----- Sezione di testo

Conosciamo il protagonista Ryusuke Yoshii mentre sta acquistando dei macchinari medici da un'attività prossima alla chiusura, al prezzo modico di 90.000 yen. Ma dalla successiva vendita l'uomo, un trentenne che vive in un piccolo appartamento, ottiene quasi sei milioni. Forse proprio per via di quella mossa riuscita, decide di licenziarsi dal per lui sfiancante lavoro in fabbrica per tentare di basare il suo business su quella redditizia pratica. Dopo aver snobbato un'offerta di collaborazione da parte di un suo conoscente, Yoshii decide di trasferirsi in una casa di campagna, in compagnia della fidanzata Akiko.
Lì spera di trovare la giusta tranquillità per trascorrere ore e ore davanti allo schermo del computer, ma non soltanto, anche per sfuggire a dei nascenti demoni. Quando si trovava ancora a Tokyo infatti aveva cominciato a soffrire di un senso di crescente paranoia, che paradossalmente finisce per amplificarsi anche ora nella nuova dimora, per via di alcuni episodi minacciosi a suo danno. E ora Yoshii scoprirà come tutto abbia un prezzo da pagare...
Nel cuore dell'incubo
Solo in apparenza può apparire un film a due velocità, con la prima parte che ci accompagna nei meandri del web e nelle logiche di quest'economia fluttuante e la seconda che si tinge di note crime e noir, che tanto ricordano almeno nelle dinamiche base un altro grande cult del regista quale l'originale Serpent's Path (1998) e il suo recente e omonimo auto-remake in terra francese.

----------
----- Dati registrati

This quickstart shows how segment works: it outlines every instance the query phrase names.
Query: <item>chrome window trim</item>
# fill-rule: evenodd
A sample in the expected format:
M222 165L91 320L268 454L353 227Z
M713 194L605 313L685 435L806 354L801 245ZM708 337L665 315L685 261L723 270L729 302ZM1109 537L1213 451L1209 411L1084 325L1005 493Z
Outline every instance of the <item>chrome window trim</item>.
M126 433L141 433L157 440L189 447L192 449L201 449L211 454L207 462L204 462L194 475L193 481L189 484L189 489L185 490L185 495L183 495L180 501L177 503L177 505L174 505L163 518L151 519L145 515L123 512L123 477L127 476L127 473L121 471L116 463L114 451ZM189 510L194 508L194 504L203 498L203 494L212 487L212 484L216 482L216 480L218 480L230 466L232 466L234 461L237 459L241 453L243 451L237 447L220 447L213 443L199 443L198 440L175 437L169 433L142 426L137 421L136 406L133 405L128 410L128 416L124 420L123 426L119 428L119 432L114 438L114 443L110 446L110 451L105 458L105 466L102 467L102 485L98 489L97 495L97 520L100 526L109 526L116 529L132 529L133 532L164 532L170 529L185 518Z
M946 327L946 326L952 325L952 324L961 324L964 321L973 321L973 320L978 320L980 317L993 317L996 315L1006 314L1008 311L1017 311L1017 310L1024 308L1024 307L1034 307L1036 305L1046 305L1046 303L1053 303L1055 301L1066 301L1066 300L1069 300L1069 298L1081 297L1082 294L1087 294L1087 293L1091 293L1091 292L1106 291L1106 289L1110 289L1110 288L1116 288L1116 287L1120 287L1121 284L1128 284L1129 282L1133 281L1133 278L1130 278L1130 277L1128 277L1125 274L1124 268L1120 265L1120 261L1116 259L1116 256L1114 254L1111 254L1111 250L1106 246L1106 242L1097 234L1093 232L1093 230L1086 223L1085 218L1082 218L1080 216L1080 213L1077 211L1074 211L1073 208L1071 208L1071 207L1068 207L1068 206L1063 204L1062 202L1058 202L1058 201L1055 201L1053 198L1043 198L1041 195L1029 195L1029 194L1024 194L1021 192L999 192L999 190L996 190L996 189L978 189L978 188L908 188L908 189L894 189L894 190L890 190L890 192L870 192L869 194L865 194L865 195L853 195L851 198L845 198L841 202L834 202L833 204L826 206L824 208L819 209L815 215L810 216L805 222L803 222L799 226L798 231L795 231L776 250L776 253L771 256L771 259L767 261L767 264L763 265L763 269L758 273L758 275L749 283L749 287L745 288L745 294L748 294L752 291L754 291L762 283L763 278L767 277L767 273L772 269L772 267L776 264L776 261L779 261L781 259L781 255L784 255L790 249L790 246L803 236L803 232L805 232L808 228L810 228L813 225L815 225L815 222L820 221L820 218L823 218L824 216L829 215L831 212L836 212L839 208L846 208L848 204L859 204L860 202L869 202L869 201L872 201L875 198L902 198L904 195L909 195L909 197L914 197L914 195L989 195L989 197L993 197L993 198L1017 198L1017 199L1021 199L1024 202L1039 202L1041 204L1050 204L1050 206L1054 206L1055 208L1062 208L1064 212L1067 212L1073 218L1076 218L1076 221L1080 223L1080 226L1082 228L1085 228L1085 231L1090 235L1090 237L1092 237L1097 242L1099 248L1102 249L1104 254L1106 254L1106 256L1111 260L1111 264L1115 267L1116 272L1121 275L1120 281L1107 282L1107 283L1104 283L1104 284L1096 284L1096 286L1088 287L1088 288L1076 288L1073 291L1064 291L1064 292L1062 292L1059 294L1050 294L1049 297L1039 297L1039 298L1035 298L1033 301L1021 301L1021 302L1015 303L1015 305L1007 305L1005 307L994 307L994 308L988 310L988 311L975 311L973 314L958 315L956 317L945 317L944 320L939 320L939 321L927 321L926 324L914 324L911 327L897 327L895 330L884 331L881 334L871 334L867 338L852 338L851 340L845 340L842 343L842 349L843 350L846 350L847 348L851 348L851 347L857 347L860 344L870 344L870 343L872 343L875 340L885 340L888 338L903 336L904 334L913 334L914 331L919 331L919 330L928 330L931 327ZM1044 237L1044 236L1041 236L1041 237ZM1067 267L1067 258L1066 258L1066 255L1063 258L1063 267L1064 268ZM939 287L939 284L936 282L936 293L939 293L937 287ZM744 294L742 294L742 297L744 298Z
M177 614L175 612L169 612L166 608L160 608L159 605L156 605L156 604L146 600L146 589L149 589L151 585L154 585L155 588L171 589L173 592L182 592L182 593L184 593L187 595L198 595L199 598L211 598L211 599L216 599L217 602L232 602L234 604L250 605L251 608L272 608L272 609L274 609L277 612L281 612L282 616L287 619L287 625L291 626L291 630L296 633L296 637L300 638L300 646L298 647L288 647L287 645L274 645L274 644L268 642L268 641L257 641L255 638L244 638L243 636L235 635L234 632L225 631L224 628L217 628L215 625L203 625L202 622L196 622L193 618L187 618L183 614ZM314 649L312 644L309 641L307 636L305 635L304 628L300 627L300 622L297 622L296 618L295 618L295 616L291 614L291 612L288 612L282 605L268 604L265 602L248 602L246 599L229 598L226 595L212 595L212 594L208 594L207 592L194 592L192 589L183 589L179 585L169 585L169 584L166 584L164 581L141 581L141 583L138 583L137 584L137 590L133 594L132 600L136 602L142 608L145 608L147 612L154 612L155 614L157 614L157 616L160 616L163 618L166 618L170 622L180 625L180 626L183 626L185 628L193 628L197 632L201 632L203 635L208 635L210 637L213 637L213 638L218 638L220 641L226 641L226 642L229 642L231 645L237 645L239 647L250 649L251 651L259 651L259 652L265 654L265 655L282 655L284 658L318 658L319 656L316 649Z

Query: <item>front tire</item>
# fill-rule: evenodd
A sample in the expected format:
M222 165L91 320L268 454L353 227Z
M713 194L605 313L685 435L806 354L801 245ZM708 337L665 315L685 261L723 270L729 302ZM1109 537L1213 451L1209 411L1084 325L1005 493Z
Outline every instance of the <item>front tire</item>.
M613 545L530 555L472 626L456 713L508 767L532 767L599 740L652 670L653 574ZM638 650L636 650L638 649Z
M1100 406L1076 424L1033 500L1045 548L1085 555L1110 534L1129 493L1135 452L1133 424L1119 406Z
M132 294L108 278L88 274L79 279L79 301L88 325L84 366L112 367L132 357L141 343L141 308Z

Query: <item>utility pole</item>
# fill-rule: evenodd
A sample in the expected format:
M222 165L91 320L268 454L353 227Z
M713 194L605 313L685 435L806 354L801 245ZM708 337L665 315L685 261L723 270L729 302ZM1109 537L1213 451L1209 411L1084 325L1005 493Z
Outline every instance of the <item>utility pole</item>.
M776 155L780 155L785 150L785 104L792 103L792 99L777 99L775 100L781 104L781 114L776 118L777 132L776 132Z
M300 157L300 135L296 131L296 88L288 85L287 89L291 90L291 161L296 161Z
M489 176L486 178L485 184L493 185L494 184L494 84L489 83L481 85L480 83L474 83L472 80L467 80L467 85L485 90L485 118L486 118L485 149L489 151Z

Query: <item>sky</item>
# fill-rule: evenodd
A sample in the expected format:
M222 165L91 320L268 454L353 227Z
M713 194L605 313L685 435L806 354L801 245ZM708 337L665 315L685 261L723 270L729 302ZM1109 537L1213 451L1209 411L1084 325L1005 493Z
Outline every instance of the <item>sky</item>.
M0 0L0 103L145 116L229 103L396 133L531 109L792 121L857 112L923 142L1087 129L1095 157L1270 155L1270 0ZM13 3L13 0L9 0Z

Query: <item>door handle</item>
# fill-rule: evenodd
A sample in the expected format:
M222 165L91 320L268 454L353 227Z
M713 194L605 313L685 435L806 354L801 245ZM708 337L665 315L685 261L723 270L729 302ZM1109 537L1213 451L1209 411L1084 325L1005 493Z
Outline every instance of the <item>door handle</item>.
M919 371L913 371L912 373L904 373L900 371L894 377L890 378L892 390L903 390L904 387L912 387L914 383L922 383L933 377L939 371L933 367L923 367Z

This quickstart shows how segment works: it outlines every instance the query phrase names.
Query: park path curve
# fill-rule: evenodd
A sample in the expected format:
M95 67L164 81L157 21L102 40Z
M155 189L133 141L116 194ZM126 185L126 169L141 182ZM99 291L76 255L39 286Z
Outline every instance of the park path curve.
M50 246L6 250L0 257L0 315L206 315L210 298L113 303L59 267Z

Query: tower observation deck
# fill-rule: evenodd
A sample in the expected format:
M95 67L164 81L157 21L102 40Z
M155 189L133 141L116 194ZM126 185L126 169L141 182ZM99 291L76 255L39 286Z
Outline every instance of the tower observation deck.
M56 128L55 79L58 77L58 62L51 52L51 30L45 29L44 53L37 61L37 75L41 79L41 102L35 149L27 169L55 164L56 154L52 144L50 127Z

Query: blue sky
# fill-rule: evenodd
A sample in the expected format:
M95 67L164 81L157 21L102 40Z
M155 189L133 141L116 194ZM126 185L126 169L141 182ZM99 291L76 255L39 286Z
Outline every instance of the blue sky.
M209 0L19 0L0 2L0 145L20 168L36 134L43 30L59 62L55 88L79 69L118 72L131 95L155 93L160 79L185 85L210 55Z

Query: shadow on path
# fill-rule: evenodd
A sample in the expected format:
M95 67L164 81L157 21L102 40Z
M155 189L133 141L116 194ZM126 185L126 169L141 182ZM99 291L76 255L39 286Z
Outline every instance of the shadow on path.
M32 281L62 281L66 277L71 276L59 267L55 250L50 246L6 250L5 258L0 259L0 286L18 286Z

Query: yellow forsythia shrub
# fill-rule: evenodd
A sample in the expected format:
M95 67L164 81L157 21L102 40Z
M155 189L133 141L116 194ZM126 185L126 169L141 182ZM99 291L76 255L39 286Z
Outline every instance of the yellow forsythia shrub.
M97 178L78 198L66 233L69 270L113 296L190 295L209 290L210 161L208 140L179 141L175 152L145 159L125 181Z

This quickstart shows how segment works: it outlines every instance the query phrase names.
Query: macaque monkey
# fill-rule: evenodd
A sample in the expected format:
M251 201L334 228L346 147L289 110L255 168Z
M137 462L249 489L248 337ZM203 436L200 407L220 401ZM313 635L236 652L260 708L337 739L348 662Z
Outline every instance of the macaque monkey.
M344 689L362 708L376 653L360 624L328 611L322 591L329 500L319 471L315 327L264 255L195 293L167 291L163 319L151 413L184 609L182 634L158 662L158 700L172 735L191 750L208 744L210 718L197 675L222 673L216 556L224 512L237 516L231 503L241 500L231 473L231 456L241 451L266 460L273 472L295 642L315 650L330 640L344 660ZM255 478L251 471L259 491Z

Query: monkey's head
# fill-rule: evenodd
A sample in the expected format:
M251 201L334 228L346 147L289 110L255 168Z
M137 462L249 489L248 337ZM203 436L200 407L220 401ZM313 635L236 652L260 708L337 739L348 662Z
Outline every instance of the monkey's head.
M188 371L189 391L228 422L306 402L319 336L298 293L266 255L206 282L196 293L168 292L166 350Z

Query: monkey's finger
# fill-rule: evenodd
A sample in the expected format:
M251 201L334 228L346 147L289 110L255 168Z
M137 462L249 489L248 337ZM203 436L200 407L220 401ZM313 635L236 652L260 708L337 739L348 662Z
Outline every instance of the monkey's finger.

----------

=== Consegna 1 ===
Quali persone compaiono nel testo sul film, comprese quelle di cui non si dice il nome?
=== Consegna 2 ===
Prosegui il testo sul film a partire dalla sua ultima frase.

=== Risposta scritta 1 ===
- Ryusuke Yoshii, il protagonista
- un suo conoscente, che gli offre una collaborazione
- Akiko, la sua fidanzata
- il regista

=== Risposta scritta 2 ===
Le due ore e spicci di visione sono infatti un viaggio negli abissi dell'animo umano, dove le colpe rischiano di scatenare crimini ancora maggiori e ingiustificati, in un'apoteosi di oppressiva paranoia che catalizza ed esaspera i tipici stilemi del Cinema di Kurosawa, con tanto di epilogo dal taglio intimamente post-apocalittico che sembra voler omaggiare uno dei suoi grandi capolavori a sfondo horror, ovvero il mai troppo citato Kairo - Pulse (2001).
Una rete di inganni

In Cloud regna un'alienazione di fondo che colpisce chiunque, dalla quale nessuno può dirsi effettivamente indenne. L'obnubilamento di ciò che avviene attorno, con i fuori campo a sottolinearne ulteriormente la latente emersione, viene soggiogato dalle logiche, a tratto spietate, del mercato web e ben presto la monotonia della routine deve fare i conti con l'ineluttabile contrappasso, in un crescendo di inquietudine che trova adeguato sfogo nel succitato terzo atto.
Un'atmosfera ansiogena che proprio negli archetipi della paura trova la sua via tensiva, con quel senso di attesa che viene progressivamente sostituito da una serrata resa dei conti, nei quali il protagonista non potrà fidarsi di niente e di (quasi) nessuno, in quella che diventa a conti fatti una disperata lotta per la sopravvivenza.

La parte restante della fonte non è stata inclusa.